● Exercise: Return each of the entries below word for word, leaving out the pictures.

[start Dataset excerpts]

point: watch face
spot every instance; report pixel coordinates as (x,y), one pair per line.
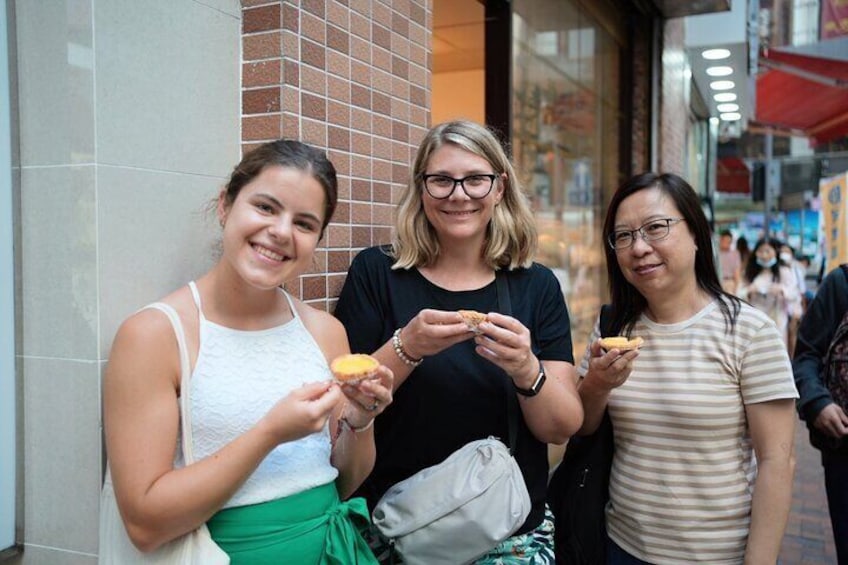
(535,388)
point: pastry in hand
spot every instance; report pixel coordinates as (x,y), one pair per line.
(353,367)
(472,319)
(621,343)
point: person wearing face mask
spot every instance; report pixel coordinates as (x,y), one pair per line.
(769,285)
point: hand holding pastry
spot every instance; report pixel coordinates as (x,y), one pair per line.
(611,362)
(432,331)
(505,341)
(366,384)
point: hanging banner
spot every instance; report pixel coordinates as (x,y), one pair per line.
(834,18)
(834,194)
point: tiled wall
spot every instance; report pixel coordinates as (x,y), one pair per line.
(351,77)
(129,124)
(674,100)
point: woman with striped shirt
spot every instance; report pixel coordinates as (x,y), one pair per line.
(703,413)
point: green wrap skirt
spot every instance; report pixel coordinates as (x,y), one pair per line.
(313,526)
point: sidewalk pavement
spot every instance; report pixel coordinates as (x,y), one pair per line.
(809,538)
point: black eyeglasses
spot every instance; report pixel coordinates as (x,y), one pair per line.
(654,230)
(475,186)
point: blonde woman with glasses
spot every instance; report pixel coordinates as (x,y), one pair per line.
(462,219)
(702,414)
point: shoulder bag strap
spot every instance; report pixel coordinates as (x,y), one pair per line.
(505,307)
(606,321)
(185,385)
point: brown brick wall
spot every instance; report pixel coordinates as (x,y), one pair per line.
(351,77)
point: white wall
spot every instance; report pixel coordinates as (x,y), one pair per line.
(129,123)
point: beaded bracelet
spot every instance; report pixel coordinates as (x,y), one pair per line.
(354,429)
(397,344)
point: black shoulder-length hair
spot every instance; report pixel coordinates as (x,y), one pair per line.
(627,302)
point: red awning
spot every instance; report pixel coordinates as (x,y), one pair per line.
(804,93)
(733,176)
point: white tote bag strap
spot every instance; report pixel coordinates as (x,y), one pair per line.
(185,374)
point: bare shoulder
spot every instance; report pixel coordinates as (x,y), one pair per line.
(145,343)
(324,327)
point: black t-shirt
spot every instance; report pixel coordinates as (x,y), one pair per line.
(455,396)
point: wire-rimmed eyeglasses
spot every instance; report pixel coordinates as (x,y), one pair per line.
(654,230)
(475,186)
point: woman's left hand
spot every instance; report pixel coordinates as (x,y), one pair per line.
(506,342)
(368,398)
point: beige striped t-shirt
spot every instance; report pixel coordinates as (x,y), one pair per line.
(684,470)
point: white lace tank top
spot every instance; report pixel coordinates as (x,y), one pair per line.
(239,375)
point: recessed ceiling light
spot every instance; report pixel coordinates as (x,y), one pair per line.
(715,54)
(722,84)
(719,71)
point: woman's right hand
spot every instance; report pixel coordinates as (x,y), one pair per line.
(609,369)
(304,411)
(433,331)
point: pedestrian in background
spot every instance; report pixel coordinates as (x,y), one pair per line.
(826,419)
(703,413)
(744,250)
(462,219)
(268,475)
(729,262)
(769,285)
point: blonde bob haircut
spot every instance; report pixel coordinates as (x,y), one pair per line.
(511,234)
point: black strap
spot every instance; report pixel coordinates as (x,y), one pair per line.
(606,321)
(505,307)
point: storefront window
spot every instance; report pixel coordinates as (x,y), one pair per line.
(565,142)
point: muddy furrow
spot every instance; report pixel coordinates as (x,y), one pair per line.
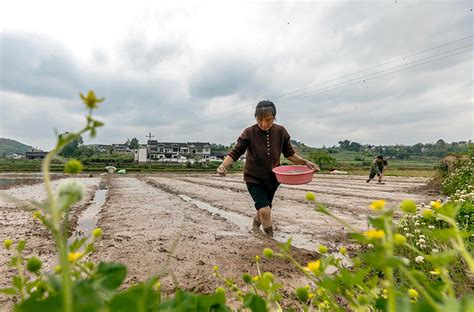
(291,218)
(17,223)
(157,232)
(368,194)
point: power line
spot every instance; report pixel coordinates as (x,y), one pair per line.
(333,87)
(237,110)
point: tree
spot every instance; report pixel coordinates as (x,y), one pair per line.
(344,144)
(134,144)
(85,151)
(322,158)
(72,149)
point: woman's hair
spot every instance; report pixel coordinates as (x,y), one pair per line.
(265,107)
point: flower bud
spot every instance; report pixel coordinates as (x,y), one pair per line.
(71,191)
(267,252)
(7,243)
(34,264)
(310,196)
(302,294)
(73,166)
(322,249)
(428,214)
(97,232)
(247,278)
(412,293)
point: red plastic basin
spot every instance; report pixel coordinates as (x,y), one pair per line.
(293,174)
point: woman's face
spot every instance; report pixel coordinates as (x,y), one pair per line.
(265,122)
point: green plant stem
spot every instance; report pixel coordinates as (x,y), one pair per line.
(389,270)
(425,293)
(59,236)
(458,242)
(21,274)
(298,266)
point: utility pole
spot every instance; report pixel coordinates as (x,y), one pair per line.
(149,136)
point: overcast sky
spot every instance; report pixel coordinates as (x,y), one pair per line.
(377,72)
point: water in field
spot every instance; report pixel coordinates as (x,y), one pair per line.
(7,181)
(245,224)
(88,219)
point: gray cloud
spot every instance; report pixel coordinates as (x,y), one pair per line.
(173,85)
(36,65)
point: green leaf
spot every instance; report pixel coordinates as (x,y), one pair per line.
(21,245)
(86,297)
(137,298)
(17,282)
(442,259)
(450,210)
(50,304)
(377,222)
(255,303)
(467,303)
(8,291)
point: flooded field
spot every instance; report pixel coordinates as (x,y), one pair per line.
(187,223)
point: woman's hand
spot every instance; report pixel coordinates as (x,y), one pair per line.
(222,170)
(312,166)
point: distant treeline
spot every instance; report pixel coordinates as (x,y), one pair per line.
(438,149)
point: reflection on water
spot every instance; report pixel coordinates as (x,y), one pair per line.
(88,219)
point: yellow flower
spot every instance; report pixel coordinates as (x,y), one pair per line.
(267,252)
(408,206)
(314,266)
(436,204)
(7,243)
(377,205)
(73,256)
(428,214)
(323,249)
(412,293)
(343,251)
(36,214)
(374,234)
(73,166)
(436,271)
(90,100)
(399,239)
(310,196)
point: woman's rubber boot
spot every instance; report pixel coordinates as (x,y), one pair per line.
(269,231)
(256,224)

[end Dataset excerpts]

● Response to the task:
point: watch face
spot every instance; report pixel coordinates as (x,y), one pair per line.
(535,388)
point: pastry in hand
spot every instance; report pixel coordinates as (x,y), one pair per line.
(353,367)
(472,319)
(621,343)
point: person wearing face mask
spot every instance; report pixel coordinates as (x,y), one pair per line.
(769,285)
point: hand holding pastry
spot every instance; report pixel coordinates as (x,y), one pair per line.
(611,362)
(432,331)
(505,341)
(366,384)
point: hanging banner
spot every instance; report pixel coordinates as (x,y), one pair per line.
(834,18)
(834,194)
point: tiled wall
spot every instance; report pixel coordinates as (x,y), one pair per line.
(351,77)
(129,124)
(674,100)
point: woman with striped shirt
spot every instance; report pixel coordinates as (x,y), one pair per line.
(703,413)
point: green wrap skirt
spot every instance; report pixel coordinates as (x,y), one pair per line.
(313,526)
point: sidewalk pavement
spot every instance; report pixel coordinates as (x,y), one pair per line.
(809,538)
point: black eyeglasses
spot every instance; report pixel coordinates as (x,y), one pair per line.
(654,230)
(475,186)
point: blonde woman with glasses
spot every instance; report pixel coordinates as (x,y), one pair per line.
(462,219)
(702,414)
point: shoulder bag strap
spot every instance; report pixel coordinates as (x,y), one pair per line.
(505,307)
(606,321)
(185,385)
point: brown brick wall
spot every instance; report pixel coordinates as (x,y), one pair per line.
(351,77)
point: white wall
spot every instance; report pixel coordinates as (x,y), one pair per line.
(129,123)
point: beaded bracelet
spot every instance; report pixel coordinates as (x,y), one pair per line.
(354,429)
(397,344)
point: black shoulder-length hair
spot every instance; report pixel coordinates as (x,y), one pair per line.
(627,302)
point: red awning
spot every instance; report pixel coordinates as (x,y), one pair per line.
(804,93)
(733,176)
point: white tote bag strap
spot every instance; report pixel coordinates as (x,y), one pair per line.
(185,374)
point: bare shoulder
spot every instance; report pixel coordinates as (x,y), one pair per line.
(145,343)
(324,327)
point: black t-shirt
spot every instance; report pixel coordinates as (x,y), one pair per line.
(455,396)
point: wire-rimmed eyeglasses
spot every instance; report pixel coordinates as (x,y), one pair per line.
(654,230)
(475,186)
point: woman's left hand
spot every instance; report pixel coordinates as (x,y), one pair per line.
(506,342)
(368,398)
point: beige striped t-shirt
spot every instance; report pixel coordinates as (x,y), one pair per line.
(684,470)
point: white lace tank top
spot every instance; report pixel coordinates as (x,y), one pair per line.
(239,375)
point: recessed ceiling light
spot every instance; report pixel coordinates as (x,y), one pair per line.
(715,54)
(722,84)
(719,71)
point: woman's right hand
spot every instance; report pixel coordinates as (x,y), one pair per line.
(609,369)
(304,411)
(433,331)
point: pedestrian in background
spot every instance; report pixel coordinates as (x,y), one pair per line.
(826,419)
(703,413)
(744,250)
(462,219)
(268,475)
(729,262)
(769,285)
point: blonde bob haircut
spot every instance; report pixel coordinates as (x,y), one pair per line.
(511,234)
point: black strap
spot every instance; report pixel coordinates as (x,y), one pair per line.
(606,321)
(505,307)
point: storefront window
spot every instance; report pixel coordinates as (x,y), one pair per line.
(565,142)
point: muddy furrow
spot every instance; report pixel coordinates as (x,y), one pair per line.
(291,218)
(17,223)
(157,232)
(368,194)
point: power line
spot every instance; report pixel coordinates as (x,y), one pair per line.
(333,87)
(237,110)
point: tree
spot every instance; report pixel coordinates as (x,y), one pair per line.
(344,144)
(134,144)
(85,151)
(322,158)
(72,149)
point: woman's hair
spot every instance; report pixel coordinates as (x,y), one pair per line.
(265,107)
point: flower bud
spot every instance; report pixel coordinates as (x,y), one pair per line.
(71,191)
(267,252)
(7,243)
(34,264)
(310,196)
(302,294)
(73,166)
(322,249)
(428,214)
(97,232)
(247,278)
(412,293)
point: red plastic basin
spot every instance; report pixel coordinates as (x,y), one pair per line.
(293,174)
point: woman's face
spot every instance; report pixel coordinates as (x,y), one pair per line.
(265,122)
point: green plant stem
spot every instance; report pixel coordinates as (x,y), one pair per line.
(389,270)
(425,293)
(59,236)
(458,242)
(21,274)
(298,266)
point: utility pole
spot every instance; report pixel coordinates as (x,y), one pair per line.
(149,136)
point: overcast sky
spot every instance; report pixel coordinates as (x,y), one pair per line.
(377,72)
point: water in field
spot every instance; report pixel coordinates as (x,y), one pair per line.
(7,181)
(245,224)
(88,219)
point: gray cloud
spot every instance; report pixel coordinates as (x,y), one pair per line.
(173,85)
(36,65)
point: green leaf
spot every instance; report pixel coordinates as (x,y), one pair per line.
(21,245)
(86,297)
(137,298)
(17,282)
(442,259)
(450,210)
(50,304)
(377,222)
(255,303)
(467,303)
(8,291)
point: flooded field
spot every instance; report pixel coordinates as (x,y), one pair per line.
(187,223)
point: woman's hand
spot every instance; report pixel coordinates as (x,y), one pair per line.
(222,170)
(312,166)
point: distant treeline
spot every instance; report pixel coordinates as (x,y), one pair per line.
(438,149)
point: reflection on water
spot every instance; report pixel coordinates as (x,y), one pair per line.
(88,219)
point: yellow flower
spot every instance; report pixel coordinates as (x,y), one pair per line.
(267,252)
(408,206)
(314,266)
(436,204)
(7,243)
(377,205)
(73,256)
(428,214)
(323,249)
(412,293)
(343,251)
(36,214)
(374,234)
(73,166)
(436,271)
(90,100)
(399,239)
(310,196)
point: woman's rubber boot
spot every instance; report pixel coordinates as (x,y), one pair per line.
(269,231)
(256,224)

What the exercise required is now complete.